#### Task goal
Every line of the records below should be restated exactly.

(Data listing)
────────────────

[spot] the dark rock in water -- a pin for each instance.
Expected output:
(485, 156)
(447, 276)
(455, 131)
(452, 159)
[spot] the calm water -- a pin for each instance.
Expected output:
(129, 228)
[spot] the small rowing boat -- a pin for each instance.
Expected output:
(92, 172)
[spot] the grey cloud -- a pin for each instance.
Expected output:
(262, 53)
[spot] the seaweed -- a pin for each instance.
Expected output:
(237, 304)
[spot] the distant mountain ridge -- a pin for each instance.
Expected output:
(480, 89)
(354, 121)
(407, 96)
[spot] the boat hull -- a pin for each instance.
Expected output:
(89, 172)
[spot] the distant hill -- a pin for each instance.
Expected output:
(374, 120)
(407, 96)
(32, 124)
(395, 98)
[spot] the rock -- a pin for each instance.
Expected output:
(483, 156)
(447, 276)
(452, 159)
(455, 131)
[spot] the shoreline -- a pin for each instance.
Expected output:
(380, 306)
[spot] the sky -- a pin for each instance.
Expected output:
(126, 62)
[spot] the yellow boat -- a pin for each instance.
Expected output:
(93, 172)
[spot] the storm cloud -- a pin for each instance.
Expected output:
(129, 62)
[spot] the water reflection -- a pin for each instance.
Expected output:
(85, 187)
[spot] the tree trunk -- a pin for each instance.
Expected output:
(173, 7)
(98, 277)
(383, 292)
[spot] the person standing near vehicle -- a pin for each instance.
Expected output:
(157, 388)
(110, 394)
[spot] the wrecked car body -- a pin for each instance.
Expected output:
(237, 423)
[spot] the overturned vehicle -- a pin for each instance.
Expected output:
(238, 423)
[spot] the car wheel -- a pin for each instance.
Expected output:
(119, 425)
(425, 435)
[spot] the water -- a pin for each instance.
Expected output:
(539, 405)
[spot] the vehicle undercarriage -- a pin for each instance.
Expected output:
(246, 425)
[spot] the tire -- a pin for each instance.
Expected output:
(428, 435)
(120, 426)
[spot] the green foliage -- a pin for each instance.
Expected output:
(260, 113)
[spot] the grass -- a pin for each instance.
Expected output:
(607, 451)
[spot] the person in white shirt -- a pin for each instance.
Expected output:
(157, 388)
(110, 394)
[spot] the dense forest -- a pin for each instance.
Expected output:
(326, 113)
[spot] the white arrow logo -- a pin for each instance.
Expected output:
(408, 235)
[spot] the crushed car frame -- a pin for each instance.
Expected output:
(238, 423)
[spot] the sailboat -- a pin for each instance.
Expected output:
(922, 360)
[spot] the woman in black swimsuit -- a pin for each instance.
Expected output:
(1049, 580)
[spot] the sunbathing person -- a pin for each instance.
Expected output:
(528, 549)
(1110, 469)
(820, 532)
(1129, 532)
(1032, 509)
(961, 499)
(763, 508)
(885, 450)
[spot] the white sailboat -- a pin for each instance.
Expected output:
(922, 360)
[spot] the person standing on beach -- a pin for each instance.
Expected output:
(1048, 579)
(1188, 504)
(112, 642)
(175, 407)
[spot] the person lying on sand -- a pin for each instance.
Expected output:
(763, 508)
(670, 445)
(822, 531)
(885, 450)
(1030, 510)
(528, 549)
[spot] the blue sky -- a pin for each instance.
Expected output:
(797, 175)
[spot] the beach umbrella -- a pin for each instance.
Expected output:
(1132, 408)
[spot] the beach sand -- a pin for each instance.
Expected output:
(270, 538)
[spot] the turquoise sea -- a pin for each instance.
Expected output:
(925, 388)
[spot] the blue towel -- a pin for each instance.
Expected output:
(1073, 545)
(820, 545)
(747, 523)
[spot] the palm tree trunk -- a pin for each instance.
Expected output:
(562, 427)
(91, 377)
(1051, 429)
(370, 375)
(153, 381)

────────────────

#### Expected answer
[spot] the dark rock in water -- a pin for each instance.
Expected output:
(485, 156)
(447, 276)
(455, 131)
(452, 159)
[spot] the calm water -- a pin for each instance.
Expected output:
(129, 228)
[spot] the small rowing boat -- a pin for each instance.
Expected output:
(92, 172)
[spot] the grey cloud -- a pin for each instance.
Expected output:
(262, 53)
[spot] the seaweed -- a pin for each instance.
Expected output:
(237, 304)
[spot] the distant mountain ridge -- a pin for each instance.
Expected output:
(480, 89)
(354, 121)
(407, 96)
[spot] the boat hull -- a pin for each instance.
Expected output:
(89, 172)
[spot] the distant hill -- a pin for each instance.
Expected output:
(374, 120)
(407, 96)
(32, 124)
(395, 98)
[spot] the rock -- a pin for each instance.
Expected output:
(483, 156)
(447, 276)
(452, 159)
(455, 131)
[spot] the shoreline -- a pin for each instance.
Expected output:
(380, 306)
[spot] the sky -- a pin for each instance.
Expected output:
(126, 62)
[spot] the yellow boat -- a pin for each instance.
Expected output:
(93, 172)
[spot] the storm cloud -- a pin for each instance.
Expected output:
(129, 62)
[spot] the water reflection -- a pin for each instance.
Expected output:
(85, 187)
[spot] the tree trunk -- a pin for each instance.
Expected output:
(173, 7)
(98, 277)
(383, 292)
[spot] the person standing near vehicle -- a pin for each instance.
Expected output:
(157, 388)
(110, 394)
[spot] the wrecked car body -- a pin for each instance.
Expected output:
(237, 423)
[spot] the overturned vehicle -- a pin for each instance.
Expected output:
(238, 423)
[spot] the car wheel -- a pin for each instance.
Expected output:
(119, 425)
(425, 435)
[spot] the water -- a pin for each instance.
Expected output:
(539, 405)
[spot] the vehicle undercarriage -- a pin for each instance.
Expected output:
(246, 425)
[spot] the tire -- a pin for each instance.
Expected output:
(428, 435)
(120, 426)
[spot] the green foliage -- a pin for each instance.
Expected output:
(260, 113)
[spot] the grass -- a pin for each instance.
Expected output:
(607, 451)
[spot] the person in white shirt -- a pin for each instance.
Expected output:
(157, 388)
(110, 394)
[spot] the dense forest -- a pin for each instance.
Expected output:
(326, 113)
[spot] the white arrow logo -- a pin for each instance.
Expected output:
(408, 235)
[spot] the crushed car frame -- a pin for each instance.
Expected output:
(238, 423)
[spot] the sailboat -- a pin for each instance.
Expected output:
(922, 360)
[spot] the woman in black swimsuit -- a pin for each instance.
Expected output:
(1049, 580)
[spot] the sunbathing person -- a pin for each instance.
Expected output:
(528, 549)
(1110, 469)
(820, 532)
(1129, 532)
(1032, 509)
(961, 499)
(763, 508)
(885, 450)
[spot] the white sailboat -- a pin for each instance.
Expected output:
(922, 360)
[spot] the person standing on beach -- a pin for each instance.
Expected output:
(1048, 579)
(1188, 504)
(112, 642)
(175, 407)
[spot] the person lying on sand -- a pin for each instance.
Expected output:
(763, 508)
(670, 445)
(822, 531)
(885, 450)
(1030, 510)
(528, 549)
[spot] the blue sky -- a pin for each instance.
Expected output:
(797, 175)
[spot] the beach umbrella -- a pin for each instance.
Expected output:
(1132, 408)
[spot] the beach sand -- a pin for each instance.
Expected output:
(270, 538)
[spot] the turquoise sea -- a pin for each instance.
Expected output:
(925, 388)
[spot] the blue towel -- a pin for each instance.
Expected output:
(1073, 545)
(820, 545)
(747, 523)
[spot] the palm tree trunk -- a pin for each instance.
Expected output:
(562, 427)
(91, 377)
(1051, 429)
(370, 375)
(153, 381)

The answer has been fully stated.